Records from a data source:
════════════════════

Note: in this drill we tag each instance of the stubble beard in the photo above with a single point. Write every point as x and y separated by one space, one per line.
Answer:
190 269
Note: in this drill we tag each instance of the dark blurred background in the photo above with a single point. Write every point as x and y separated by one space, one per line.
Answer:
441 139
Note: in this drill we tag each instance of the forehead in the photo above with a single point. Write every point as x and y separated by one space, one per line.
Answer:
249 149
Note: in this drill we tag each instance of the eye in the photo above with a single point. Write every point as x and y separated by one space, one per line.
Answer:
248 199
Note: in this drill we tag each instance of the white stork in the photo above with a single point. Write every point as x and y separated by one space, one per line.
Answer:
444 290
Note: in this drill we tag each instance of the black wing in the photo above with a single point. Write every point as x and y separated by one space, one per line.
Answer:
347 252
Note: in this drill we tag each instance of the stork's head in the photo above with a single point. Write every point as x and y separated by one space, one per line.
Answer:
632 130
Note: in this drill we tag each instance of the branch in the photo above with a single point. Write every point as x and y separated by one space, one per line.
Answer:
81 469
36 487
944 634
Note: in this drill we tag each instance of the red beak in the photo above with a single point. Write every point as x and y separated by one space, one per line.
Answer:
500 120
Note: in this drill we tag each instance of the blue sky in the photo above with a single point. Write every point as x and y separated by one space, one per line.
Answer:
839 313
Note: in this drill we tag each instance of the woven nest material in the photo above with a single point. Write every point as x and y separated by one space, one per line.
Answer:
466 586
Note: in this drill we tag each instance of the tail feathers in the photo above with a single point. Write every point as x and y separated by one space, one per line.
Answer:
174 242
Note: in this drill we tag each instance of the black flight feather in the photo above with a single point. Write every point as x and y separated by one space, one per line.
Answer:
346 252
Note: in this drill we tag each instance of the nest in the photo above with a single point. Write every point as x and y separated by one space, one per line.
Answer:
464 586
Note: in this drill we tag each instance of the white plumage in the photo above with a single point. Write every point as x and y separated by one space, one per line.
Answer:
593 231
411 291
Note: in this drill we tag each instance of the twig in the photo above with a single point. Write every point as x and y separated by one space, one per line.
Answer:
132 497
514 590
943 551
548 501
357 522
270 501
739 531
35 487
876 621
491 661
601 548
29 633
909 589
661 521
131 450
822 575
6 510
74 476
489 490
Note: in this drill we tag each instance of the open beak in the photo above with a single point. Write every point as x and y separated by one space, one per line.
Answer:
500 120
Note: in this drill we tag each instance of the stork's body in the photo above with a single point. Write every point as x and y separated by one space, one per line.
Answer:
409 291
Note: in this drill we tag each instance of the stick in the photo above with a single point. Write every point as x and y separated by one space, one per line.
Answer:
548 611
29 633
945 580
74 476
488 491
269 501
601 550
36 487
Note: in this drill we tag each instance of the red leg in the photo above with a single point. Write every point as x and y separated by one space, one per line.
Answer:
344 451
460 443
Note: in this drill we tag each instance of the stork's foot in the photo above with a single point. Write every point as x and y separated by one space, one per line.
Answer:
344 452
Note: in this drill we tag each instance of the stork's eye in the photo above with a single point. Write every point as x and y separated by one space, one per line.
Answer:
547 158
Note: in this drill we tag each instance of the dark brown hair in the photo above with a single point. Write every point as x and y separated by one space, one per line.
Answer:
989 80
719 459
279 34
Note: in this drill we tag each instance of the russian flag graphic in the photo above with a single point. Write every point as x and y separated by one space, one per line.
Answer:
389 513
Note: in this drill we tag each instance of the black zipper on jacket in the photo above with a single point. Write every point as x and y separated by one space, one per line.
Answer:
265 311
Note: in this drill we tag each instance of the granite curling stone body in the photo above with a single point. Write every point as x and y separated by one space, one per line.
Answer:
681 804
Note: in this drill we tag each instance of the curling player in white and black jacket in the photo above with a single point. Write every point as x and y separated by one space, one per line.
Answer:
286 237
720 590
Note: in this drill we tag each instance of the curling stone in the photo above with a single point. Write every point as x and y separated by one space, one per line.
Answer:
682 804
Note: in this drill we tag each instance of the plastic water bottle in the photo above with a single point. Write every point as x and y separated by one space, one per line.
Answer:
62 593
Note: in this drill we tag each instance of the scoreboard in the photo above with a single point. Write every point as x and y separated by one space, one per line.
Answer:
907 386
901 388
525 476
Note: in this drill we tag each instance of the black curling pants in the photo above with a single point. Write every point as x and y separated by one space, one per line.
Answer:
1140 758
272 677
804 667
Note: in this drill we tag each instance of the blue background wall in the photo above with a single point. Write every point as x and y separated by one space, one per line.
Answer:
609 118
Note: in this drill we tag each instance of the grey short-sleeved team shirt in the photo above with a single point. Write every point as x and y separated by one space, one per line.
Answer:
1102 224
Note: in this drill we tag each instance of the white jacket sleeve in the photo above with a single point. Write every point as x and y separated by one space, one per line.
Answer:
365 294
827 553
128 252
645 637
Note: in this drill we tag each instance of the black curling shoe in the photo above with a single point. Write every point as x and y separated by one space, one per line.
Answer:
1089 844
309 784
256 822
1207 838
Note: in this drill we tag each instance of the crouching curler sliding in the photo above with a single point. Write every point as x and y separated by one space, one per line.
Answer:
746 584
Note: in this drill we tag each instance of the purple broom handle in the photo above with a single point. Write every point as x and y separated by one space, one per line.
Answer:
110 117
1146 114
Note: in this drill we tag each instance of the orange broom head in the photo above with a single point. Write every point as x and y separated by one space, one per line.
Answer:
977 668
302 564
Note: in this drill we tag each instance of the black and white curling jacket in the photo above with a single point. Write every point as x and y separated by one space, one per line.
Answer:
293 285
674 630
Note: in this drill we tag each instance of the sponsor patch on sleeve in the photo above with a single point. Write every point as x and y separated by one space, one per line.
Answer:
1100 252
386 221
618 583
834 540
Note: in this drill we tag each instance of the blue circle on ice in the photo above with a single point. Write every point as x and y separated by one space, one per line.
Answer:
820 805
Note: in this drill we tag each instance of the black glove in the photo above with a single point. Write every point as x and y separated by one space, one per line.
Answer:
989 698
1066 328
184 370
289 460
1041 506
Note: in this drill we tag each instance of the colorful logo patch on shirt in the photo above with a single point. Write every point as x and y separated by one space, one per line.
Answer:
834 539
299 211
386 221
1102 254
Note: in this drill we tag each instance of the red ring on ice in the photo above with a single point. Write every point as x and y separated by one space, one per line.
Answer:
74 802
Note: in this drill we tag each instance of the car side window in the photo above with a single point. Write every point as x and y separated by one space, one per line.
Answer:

════════════════════

# Stated task
Transcribe, word for word, every line from the one containing "Note: in this drill we tag each instance of the sponsor" through the final line of the entries, and nothing else.

# Exercise result
Note: in this drill we tag each instance of the sponsor patch on sleeve in the photo above with a single point. Write every point as x and y separated by one space, one per line.
Answer:
1100 252
386 221
618 583
834 540
Note: in this drill we tag each instance of the blue circle on ice in the photo above with a single point. Write every point as x and y separated by one space, one per line.
Answer:
820 805
Note: in this drill we tag each instance of the black glove in the photo above with a single point. Write every point as x and y separated by one space, one per line.
Answer:
989 698
1066 328
184 370
289 460
1041 506
Note: in this drill we tag each instance of the colorful logo patch on shirt in the photo above with a single point. Write every point as x and y separated by one space, one per line.
Answer:
834 539
299 211
386 221
1102 254
Note: in this drill we tag each instance of the red ring on ice in the photo above with a single point. Write every point as x and y separated by one space, one per line.
Answer:
74 802
Note: in this drill we tag each instance of the car side window in the photo above with a single point. Write every point as x and y separated by one space, one per line.
Answer:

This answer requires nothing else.